### PASSAGE GIVEN
********************
968full-harry-potter-and-the-order-of-the-phoenix-screenshot The Order of the Phoenix is lame sauce of an astonishing ferocity. The book has its problems (biggest of which is the fact that Harry becomes a girl–a weepy, hormonal, adolescent girl who needs a strong father and a lot of swats), but at least it managed to establish a measure of tension throughout. I remember the fat middle section being grim and nerve-wracking as the toadish Professor Umbridge takes over the school and Voldemort takes over Harry’s brain. The movie is neither grim nor nerve-wracking and Umbridge is cute and pink in an infuriating, cat-fluffish way, but nothing menacing whatever. As for Voldemort inside Harry’s brain, talk about painfully unelectrifying. Director David Yates knows little about suspense and even less about letting it all climax; composer Nicholas Hooper knows half as much about either. (Where are the doggone trumpets? Did Hooper fire the entire brass section?) The whole movie–from dementors to the Ministry of Magic to I must not tell lies to Dumbledore’s army to the dorky centaurs to Sirius’s death to exorcising Harry–shuffles around without a clue about how to make us give a cotton-pickin’ darn. About anything. Except Luna. I cared about Luna. Luna was fine.
********************
### MATERIAL PROVIDED

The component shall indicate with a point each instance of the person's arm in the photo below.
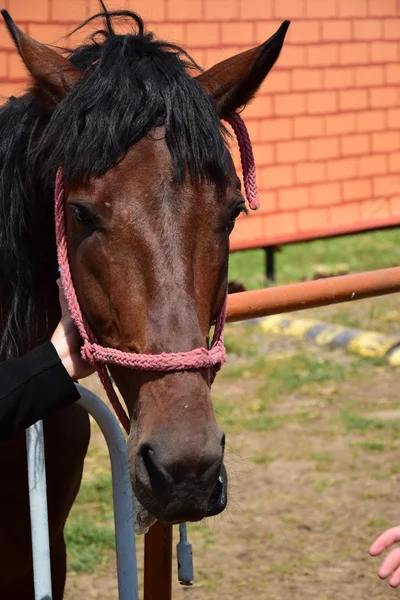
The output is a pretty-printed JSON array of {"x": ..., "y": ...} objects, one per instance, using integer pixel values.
[
  {"x": 32, "y": 387},
  {"x": 391, "y": 565},
  {"x": 42, "y": 381}
]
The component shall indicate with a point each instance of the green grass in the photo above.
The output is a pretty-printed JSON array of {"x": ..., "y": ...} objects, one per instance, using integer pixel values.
[
  {"x": 89, "y": 533},
  {"x": 87, "y": 543},
  {"x": 353, "y": 422},
  {"x": 295, "y": 262}
]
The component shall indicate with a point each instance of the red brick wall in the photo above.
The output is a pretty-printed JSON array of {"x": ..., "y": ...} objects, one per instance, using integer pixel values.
[{"x": 326, "y": 124}]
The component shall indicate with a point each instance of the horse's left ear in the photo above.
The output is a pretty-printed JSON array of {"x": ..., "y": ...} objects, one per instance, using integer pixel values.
[
  {"x": 53, "y": 74},
  {"x": 233, "y": 82}
]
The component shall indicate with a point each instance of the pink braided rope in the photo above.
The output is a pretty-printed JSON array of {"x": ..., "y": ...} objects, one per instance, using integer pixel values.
[{"x": 97, "y": 355}]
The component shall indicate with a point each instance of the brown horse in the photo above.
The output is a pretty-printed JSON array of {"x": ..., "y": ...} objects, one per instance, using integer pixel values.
[{"x": 151, "y": 198}]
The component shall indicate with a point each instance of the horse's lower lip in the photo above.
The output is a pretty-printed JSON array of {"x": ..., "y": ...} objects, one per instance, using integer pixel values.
[{"x": 219, "y": 497}]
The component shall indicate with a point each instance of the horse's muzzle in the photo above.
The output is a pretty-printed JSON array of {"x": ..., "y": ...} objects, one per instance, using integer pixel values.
[{"x": 219, "y": 496}]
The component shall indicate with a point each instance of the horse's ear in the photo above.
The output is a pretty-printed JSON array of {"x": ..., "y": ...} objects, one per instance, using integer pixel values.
[
  {"x": 233, "y": 82},
  {"x": 53, "y": 74}
]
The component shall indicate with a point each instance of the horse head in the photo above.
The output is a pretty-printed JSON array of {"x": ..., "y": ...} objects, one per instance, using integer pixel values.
[{"x": 151, "y": 197}]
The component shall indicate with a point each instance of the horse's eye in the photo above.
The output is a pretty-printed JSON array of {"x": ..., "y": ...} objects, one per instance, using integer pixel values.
[{"x": 82, "y": 214}]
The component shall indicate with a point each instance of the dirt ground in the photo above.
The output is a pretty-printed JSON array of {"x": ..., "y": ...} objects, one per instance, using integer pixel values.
[{"x": 310, "y": 487}]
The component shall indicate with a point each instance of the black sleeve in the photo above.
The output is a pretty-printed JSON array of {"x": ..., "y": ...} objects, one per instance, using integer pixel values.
[{"x": 31, "y": 387}]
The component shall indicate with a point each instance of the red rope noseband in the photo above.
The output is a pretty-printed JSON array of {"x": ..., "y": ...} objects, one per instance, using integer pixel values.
[{"x": 99, "y": 356}]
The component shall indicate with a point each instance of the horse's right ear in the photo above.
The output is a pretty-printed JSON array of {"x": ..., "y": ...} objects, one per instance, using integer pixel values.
[
  {"x": 233, "y": 82},
  {"x": 53, "y": 75}
]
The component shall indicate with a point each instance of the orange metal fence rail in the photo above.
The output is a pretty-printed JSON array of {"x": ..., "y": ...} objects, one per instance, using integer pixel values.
[
  {"x": 250, "y": 305},
  {"x": 301, "y": 296}
]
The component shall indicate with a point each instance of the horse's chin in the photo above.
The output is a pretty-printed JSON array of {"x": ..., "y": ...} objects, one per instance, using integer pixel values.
[{"x": 143, "y": 519}]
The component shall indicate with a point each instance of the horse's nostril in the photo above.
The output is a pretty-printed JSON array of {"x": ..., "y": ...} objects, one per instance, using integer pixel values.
[{"x": 158, "y": 478}]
********************
### EXERCISE REQUIREMENTS
• A. Using the film review above the records, decide whether each statement agrees with it: (i) the reviewer recalls the book's middle section as grim and nerve-wracking; (ii) the reviewer finds Umbridge in the movie menacing; (iii) the reviewer cared about Luna. Answer yes or no for each, quoting the deciding words.
• B. Answer these questions from the film review that precedes the records, one answer per line:
(i) Who directed the movie?
(ii) Who composed its music?
(iii) What color does the reviewer call Umbridge in the movie?
• C. Pick up the Order of the Phoenix film review that precedes the records and keep writing it from its final sentence.

### TASK-BY-TASK ANSWERS
• A.
(i) Yes: "I remember the fat middle section being grim and nerve-wracking"
(ii) No: "but nothing menacing whatever"
(iii) Yes: "I cared about Luna."

• B.
(i) David Yates
(ii) Nicholas Hooper
(iii) Pink

• C.
Harry Potter 6: The Half-Blood Prince (2009) 3-stars1


Loads better than the fifth. Harry (mostly thanks to Liquid Luck) regains some badly needed personality, Tom Felton is surprisingly strong as a newly nuanced Draco Malfoy, and Snape starts to really come into the fore as a character we should reckon with–and still don’t quite understand. But they utterly ruined Ginny. In the book, she is smart, capable, and with-it. In the movie, she’s a giddy, awkward distraction. As for the directing/writing, the plot-builder scenes are generally more dynamic with everything from humor (Ron in love) to quite miserable (the drink of despair), but as always, the action scenes pull their punches and the climax crumbles like old elastic. Sectum sempra had me yawning. So did the Weasleys’ house on fire. Dumbledore’s death is criminally underplayed and where the heck is his funeral? That is such a crucial scene to the story: everything has changed with Dumbledore gone and we need that moment of mourning, of taking stock, of getting ready for the tough fight to come in the next film. Of all the brainless omissions to make, this one was the absolute worst.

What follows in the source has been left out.